▶ ARTÍCULO:
# # #
Mauricio Aznar, el niño que no quería ser mayor porque “todo es más de verdad en la infancia”

Una entrevista publicada en Heraldo en 1991 descubre el temprano encuentro de Mauricio Aznar, un niño travieso y sensible, con el amor y la música.

El músico zaragozano Mauricio Aznar, cuando era niño
El músico zaragozano Mauricio Aznar, cuando era niño

La película ‘La estrella azul’, de Javier Macipe, que llega ahora a los cines, ha despertado en muchos de nosotros el recuerdo de un músico inolvidable que se fue demasiado pronto hace demasiados años (en el 2000, con 36 años). Al hilo del estreno del filme, ha habido oportunidad de preguntarse y recontar quién fue Mauricio Aznar.

Recién estrenados los noventa, allá por el año 1991, tuve la ocasión de entrevistarle para una preciosa sección de Heraldo Escolar llamada 'Vuelta atrás' -sí, precisamente, y por casualidad, igual que uno de los temas de Más Birras-, dedicada a conocer la infancia de gente famosa. Algo más de 32 años después, asomarnos a aquella página de Heraldo nos permite encontrarnos con aquel niño que volaba por el recreo con la bata como capa, aquel chaval travieso que no quería ser mayor pero capitaneaba pandillas de chicos con más años que él. También con aquel rockero romántico que, en el bar Chaplin donde nos encontramos para la entrevista, en la zona de la sala En Bruto, prefirió seguir guardando en secreto el nombre de su primer amor, algo que me causó una infinita ternura.
# # #
▶ TAREAS PENDIENTES:
1. En el artículo sobre Mauricio Aznar, ¿en qué año murió el músico y a qué edad?
2. Enumera todos los rasgos y comportamientos del niño Mauricio Aznar que recoge el párrafo del artículo que empieza con "Recién estrenados los noventa".
3. Escribe cómo sigue el artículo sobre Mauricio Aznar a partir de su última frase.

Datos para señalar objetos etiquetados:
# # #
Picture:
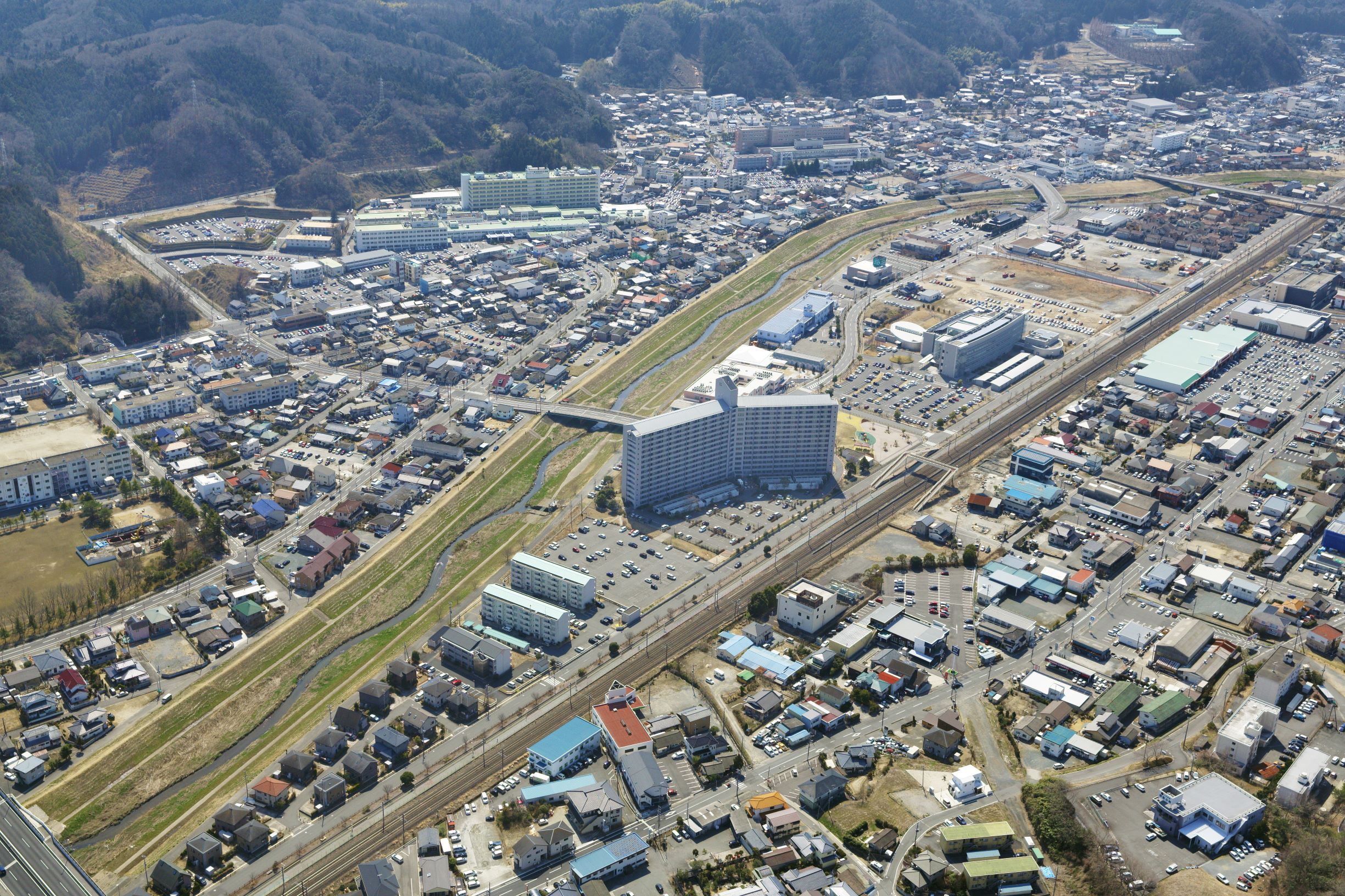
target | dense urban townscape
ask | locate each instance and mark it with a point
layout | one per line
(756, 494)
# # #
▶ RESPUESTAS:
1. Murió en el 2000, a los 36 años.

2.
- Volaba por el recreo con la bata como capa.
- Era travieso.
- No quería ser mayor.
- Capitaneaba pandillas de chicos con más años que él.

3.
"Yo tenía razón cuando era pequeño, al enamorarme o al rebelarme. Nadie te hace caso, pero la verdad está entonces”

Volviendo la vista atrás, como pedía aquella sección, al entonces cantante de Más Birras le alegraba comprobar que sus objetivos eran los mismos que de crío. “Las cosas son más de verdad en la infancia -aseguraba, convencido-. Yo tenía razón cuando era pequeño, al enamorarme o al rebelarme. Nadie te hace caso, pero la verdad está entonces”.

Verdades y travesuras

Para Mauricio Aznar, nacido en Zaragoza, cosecha del 64, la infancia fue un tiempo de verdades y travesuras. El colegio, el lugar ideal para ponerlas en práctica y los mayores, el blanco perfecto. Fue un auténtico rey jugando a la máquina del millón y el cerebro de muchas trastadas. Los discos de su hermano mayor le metieron en el cuerpo el gusanillo del ritmo y desde muy pronto la música ocupó un lugar preferente en su vida.

Mauricio recordaba que de niño se sentía gordo, aunque aquel complejo no le impidió ser el cabecilla de pandillas de chicos mayores que él. 

Sobre todo, se veía como alguien “muy sensible”. A través del amor y la música, “tuve acceso a un mundo que mis amigos ni siquiera intuían. Tenía prisa por descubrirlo todo cuanto antes”. Se describía como un crío muy despistado “porque vivía en otro mundo”, que fumaba “como un carretero desde los 11 años” y fue el rey de la máquina del millón “hasta que las subieron a duro y comprendí que era excesivo”.

“La felicidad estaba donde hubiera una guitarra. La música le daba color a las horas, las vestía de sensaciones”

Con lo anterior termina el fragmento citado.